Study questions:
a. List every weapon the June 25, 1876 excerpt says Rain in the Face carried or went back to his lodge to get.
b. In the June 25, 1876 excerpt, condense the paragraph beginning "Custer's soldiers were almost surrounded" into a short bulleted list that keeps its main facts.
c. According to the June 25, 1876 excerpt, why did Rain in the Face call out "Behold, there is among us a young woman!"? Answer in one to three sentences.

Excerpt to read:
■ ■ ■
June 25, 1876:
“Crazy Horse did not behave as usual. Ordinarily he was composed, even when battle was imminent, but it is said that this morning he rode back and forth, hurried into his lodge, and quickly reappeared with his medicine bag. After moistening one hand he dipped it in maroon pigment and printed a hand on each side of his pony’s hips. On both sides of the neck he drew an arrow and a bloody scalp. All of which suggests intuitive knowledge of things to come, or else he had been talking with Oglala scouts who told him what to expect. Most Indians, however, seem to have felt secure in the belief that only a great fool would attack. …
“Rain in the Face had been invited to a feast. The guests were eating when they heard bluecoat guns, which did not sound like their own. Rain habitually carried a stone-headed war club, even to parties, but he rushed back to his lodge for a gun, his bow, and a quiver of arrows. Then … he and his friends saw troops on the eastern ridge. While riding against these troops they discovered a young woman — Tashenamini, Moving Robe — riding with them. Her brother had been killed … and now she was holding her brother’s war staff above her head. Rain declared that she looked as pretty as a bird. ‘Behold, there is among us a young woman!’ he called out, because this would make everybody brave. ‘Let no young man hide behind her garment.’
“Custer’s soldiers were almost surrounded by the time Rain got there. They had dismounted, he said, but climbed back on their horses, dismounted again, and split into several companies. They were shooting very fast. After a while some of them began riding toward Reno’s troops, but Indians followed them like blackbirds following a hawk.”
■ ■ ■
Collected data:
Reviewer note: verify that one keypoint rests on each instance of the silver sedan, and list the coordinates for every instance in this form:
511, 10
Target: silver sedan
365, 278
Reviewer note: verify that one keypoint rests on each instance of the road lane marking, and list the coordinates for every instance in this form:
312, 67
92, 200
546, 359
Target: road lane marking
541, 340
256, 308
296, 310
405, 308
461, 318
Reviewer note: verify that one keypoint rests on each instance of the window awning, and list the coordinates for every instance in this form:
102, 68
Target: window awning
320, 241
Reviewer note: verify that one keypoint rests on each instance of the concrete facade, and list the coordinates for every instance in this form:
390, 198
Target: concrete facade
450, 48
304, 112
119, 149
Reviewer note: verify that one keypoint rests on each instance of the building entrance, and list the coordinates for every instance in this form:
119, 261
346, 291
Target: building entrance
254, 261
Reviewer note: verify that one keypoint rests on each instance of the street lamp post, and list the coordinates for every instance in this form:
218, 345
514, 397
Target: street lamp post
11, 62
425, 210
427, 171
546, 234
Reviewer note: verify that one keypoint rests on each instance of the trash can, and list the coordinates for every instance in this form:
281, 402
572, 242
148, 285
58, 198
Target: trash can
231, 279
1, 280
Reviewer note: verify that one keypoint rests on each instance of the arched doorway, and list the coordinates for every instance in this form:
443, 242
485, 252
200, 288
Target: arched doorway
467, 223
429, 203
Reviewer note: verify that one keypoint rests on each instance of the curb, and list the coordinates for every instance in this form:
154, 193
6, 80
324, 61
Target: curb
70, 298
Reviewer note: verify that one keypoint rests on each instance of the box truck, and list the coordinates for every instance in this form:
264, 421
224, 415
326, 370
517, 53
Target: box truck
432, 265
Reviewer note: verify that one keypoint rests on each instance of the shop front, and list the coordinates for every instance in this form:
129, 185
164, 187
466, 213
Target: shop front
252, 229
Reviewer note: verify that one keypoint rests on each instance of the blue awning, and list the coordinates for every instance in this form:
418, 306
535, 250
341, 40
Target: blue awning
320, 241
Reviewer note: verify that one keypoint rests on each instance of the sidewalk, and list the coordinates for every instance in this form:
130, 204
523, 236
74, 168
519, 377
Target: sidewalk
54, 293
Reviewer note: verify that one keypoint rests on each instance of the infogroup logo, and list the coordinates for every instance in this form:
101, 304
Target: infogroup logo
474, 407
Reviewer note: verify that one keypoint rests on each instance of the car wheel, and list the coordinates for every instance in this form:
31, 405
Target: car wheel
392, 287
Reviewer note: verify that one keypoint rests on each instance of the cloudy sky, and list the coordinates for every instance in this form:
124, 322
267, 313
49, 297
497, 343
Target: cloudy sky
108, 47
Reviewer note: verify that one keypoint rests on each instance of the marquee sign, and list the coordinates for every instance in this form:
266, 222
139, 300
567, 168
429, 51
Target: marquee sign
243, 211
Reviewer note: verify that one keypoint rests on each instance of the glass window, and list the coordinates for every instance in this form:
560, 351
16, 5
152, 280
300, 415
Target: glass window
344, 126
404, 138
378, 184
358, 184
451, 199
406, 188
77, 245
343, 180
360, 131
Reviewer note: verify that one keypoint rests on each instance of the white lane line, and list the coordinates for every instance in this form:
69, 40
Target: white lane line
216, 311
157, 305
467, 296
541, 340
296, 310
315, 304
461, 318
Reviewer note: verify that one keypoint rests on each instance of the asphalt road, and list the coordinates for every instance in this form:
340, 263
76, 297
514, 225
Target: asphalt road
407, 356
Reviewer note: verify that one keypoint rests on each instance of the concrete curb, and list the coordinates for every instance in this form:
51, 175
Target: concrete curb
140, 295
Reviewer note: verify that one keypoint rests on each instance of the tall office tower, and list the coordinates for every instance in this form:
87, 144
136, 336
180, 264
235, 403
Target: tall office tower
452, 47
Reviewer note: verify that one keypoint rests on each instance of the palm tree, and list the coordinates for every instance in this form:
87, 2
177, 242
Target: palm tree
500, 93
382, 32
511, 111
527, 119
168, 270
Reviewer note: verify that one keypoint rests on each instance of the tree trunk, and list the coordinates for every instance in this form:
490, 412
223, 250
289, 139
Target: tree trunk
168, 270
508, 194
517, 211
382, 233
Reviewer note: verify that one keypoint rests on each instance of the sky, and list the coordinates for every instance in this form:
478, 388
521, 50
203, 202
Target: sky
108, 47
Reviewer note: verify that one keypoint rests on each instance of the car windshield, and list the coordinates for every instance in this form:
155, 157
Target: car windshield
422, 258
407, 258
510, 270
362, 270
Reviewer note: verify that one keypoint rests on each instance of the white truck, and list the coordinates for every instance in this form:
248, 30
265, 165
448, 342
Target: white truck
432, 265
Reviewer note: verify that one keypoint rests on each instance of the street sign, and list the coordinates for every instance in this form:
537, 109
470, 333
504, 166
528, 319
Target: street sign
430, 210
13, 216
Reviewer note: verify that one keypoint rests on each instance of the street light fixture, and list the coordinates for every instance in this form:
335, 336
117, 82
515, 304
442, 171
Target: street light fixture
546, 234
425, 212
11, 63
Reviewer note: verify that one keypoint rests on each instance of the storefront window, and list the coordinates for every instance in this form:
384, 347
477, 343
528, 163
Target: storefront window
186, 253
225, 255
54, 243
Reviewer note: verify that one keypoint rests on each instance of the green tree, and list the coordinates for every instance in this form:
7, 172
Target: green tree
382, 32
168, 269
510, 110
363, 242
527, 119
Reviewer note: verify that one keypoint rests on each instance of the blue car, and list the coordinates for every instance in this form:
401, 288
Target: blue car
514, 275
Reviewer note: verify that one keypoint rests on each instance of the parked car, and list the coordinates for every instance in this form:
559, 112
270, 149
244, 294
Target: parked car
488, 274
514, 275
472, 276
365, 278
■ ■ ■
Solutions to each task:
a.
- A stone-headed war club
- A gun
- A bow
- A quiver of arrows

b.
- Custer's soldiers were almost surrounded when Rain in the Face arrived.
- According to Rain, they dismounted, remounted, dismounted again, and split into several companies.
- They were shooting very fast.
- Some later rode toward Reno's troops, but Indians followed them like blackbirds following a hawk.

c. He called it out because it would make everybody brave. He noticed that Moving Robe was riding with them and holding her dead brother's war staff, and he added, "Let no young man hide behind her garment."